◆ Excerpted data ◆
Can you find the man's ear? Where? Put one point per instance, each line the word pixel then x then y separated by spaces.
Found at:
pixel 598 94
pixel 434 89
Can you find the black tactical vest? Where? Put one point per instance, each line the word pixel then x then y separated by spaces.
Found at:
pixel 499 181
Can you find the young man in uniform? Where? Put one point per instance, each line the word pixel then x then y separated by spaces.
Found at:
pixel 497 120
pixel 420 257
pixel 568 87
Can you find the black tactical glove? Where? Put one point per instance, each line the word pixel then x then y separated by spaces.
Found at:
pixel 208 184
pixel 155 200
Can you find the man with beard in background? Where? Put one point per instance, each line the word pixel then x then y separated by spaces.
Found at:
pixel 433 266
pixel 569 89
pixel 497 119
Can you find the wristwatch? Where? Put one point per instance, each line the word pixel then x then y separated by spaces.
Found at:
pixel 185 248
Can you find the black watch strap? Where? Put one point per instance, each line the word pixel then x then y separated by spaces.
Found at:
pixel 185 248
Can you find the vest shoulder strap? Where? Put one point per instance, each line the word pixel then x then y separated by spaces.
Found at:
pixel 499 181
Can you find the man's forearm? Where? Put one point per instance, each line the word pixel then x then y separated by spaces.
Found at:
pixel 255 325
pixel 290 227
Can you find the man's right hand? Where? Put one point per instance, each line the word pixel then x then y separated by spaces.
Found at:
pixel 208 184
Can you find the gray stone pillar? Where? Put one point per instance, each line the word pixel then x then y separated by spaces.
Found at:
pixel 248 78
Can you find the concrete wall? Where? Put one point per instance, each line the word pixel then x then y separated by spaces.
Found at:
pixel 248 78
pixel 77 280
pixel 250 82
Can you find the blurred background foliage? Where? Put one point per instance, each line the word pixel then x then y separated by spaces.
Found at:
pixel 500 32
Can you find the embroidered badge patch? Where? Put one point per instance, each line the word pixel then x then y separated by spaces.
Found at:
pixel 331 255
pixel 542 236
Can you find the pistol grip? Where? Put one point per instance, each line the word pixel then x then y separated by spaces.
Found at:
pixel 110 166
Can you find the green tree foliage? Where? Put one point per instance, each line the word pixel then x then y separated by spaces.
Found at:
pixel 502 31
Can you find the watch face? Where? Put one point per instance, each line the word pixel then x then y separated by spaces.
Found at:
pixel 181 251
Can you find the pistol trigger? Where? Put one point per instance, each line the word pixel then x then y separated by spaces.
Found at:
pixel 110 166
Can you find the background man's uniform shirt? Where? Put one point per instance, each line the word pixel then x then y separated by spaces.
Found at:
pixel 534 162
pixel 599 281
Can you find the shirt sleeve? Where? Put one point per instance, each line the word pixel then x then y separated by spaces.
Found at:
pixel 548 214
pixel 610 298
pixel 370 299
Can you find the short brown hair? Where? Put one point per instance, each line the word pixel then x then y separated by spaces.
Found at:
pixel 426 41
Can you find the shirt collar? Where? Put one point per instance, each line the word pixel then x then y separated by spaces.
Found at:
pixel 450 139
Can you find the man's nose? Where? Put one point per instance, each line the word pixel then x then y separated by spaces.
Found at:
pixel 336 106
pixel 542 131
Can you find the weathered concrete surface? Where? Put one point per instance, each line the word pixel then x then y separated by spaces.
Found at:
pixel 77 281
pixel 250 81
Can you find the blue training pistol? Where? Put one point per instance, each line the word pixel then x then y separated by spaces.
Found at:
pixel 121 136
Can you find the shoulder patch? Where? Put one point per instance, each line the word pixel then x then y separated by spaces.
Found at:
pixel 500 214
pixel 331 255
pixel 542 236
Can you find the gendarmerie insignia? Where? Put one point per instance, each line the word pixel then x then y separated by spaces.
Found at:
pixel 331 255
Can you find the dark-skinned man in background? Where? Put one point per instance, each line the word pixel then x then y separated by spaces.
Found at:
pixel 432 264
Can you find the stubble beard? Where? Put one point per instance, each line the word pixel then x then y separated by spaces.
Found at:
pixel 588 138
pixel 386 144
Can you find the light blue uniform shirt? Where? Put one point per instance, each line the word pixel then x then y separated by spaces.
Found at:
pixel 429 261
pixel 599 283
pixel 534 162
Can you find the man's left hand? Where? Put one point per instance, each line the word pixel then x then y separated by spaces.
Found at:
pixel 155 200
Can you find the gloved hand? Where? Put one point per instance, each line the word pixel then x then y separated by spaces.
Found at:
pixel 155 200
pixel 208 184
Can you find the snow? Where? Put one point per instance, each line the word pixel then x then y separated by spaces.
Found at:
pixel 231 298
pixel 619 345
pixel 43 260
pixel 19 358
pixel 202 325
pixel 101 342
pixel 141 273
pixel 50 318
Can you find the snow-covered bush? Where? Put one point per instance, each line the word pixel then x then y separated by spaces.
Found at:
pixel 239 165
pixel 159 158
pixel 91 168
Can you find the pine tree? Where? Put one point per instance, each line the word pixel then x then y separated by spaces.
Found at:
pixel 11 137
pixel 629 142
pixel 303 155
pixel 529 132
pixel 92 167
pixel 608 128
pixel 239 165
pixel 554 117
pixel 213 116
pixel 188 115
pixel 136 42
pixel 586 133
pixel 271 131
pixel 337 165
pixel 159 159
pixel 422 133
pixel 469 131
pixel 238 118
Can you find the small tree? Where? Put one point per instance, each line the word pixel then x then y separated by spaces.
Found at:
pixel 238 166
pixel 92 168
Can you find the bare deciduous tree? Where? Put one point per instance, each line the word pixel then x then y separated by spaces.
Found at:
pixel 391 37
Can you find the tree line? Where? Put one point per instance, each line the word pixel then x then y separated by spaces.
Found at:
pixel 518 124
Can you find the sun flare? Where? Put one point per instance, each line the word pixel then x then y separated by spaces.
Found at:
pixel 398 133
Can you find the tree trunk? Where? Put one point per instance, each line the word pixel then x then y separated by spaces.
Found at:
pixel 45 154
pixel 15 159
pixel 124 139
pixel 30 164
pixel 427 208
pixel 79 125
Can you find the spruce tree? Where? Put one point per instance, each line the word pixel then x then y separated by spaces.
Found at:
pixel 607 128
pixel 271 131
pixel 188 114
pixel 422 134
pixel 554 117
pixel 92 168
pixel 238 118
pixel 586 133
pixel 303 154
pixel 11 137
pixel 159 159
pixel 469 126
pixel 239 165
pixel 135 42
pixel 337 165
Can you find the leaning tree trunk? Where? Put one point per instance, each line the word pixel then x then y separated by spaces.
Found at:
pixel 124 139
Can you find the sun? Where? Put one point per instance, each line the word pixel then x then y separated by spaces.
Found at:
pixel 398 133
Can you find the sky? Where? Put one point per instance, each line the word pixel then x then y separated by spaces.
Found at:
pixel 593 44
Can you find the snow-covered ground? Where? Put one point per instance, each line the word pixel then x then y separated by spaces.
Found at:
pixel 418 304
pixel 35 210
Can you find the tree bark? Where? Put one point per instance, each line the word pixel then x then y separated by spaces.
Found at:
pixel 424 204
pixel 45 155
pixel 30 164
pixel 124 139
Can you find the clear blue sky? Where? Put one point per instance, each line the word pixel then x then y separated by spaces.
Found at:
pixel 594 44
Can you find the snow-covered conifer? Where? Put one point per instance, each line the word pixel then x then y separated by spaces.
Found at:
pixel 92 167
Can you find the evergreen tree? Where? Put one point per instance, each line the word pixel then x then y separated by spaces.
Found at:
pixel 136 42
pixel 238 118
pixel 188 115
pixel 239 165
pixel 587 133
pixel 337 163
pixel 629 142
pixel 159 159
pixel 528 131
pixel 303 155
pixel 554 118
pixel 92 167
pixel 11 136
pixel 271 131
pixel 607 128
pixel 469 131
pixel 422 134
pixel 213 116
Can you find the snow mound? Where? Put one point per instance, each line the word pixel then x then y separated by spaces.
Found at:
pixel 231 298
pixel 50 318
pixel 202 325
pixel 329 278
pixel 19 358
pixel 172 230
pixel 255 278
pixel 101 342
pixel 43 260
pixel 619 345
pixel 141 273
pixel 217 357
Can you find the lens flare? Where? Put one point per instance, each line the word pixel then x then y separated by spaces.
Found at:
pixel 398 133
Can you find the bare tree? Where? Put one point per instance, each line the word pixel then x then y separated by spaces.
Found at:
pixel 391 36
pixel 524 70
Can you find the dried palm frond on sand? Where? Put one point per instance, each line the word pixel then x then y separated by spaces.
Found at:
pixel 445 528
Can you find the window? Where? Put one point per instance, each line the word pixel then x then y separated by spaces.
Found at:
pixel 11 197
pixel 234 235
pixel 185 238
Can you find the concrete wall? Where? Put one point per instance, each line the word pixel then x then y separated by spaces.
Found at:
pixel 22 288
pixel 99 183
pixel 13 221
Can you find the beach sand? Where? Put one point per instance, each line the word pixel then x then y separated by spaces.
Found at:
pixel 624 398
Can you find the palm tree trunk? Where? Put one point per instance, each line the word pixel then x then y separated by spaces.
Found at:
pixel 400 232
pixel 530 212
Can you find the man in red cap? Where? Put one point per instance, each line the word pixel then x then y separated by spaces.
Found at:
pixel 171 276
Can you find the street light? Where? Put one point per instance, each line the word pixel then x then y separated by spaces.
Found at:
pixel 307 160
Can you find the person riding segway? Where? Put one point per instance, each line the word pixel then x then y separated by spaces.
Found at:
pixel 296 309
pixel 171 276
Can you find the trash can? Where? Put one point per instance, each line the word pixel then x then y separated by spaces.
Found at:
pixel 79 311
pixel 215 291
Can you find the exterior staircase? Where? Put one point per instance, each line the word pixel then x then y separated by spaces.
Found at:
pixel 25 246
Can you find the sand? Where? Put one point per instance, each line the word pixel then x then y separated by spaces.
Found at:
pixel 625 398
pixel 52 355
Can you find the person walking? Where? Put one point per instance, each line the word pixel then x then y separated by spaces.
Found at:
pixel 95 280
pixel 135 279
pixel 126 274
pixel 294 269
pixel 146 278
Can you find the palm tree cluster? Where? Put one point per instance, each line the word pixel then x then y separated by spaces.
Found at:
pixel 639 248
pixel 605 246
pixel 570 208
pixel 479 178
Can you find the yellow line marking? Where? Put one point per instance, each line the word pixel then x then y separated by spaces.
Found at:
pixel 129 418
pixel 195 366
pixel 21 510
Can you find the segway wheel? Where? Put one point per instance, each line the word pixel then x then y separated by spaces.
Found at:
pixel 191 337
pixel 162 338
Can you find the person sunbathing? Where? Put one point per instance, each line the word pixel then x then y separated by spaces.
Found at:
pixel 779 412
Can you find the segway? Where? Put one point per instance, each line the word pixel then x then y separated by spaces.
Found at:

◆ Stated exercise ◆
Copy the lines of the listing above from the line with "Can you find the snow mound?" to the line with "pixel 217 357", reproducing each line without change.

◆ Written solution ◆
Can you find the snow mound? Where? Put one point per instance, each line the word pixel then x then y separated by spaces.
Found at:
pixel 231 298
pixel 50 318
pixel 202 325
pixel 329 278
pixel 19 358
pixel 172 230
pixel 255 278
pixel 101 342
pixel 43 260
pixel 619 345
pixel 141 273
pixel 217 357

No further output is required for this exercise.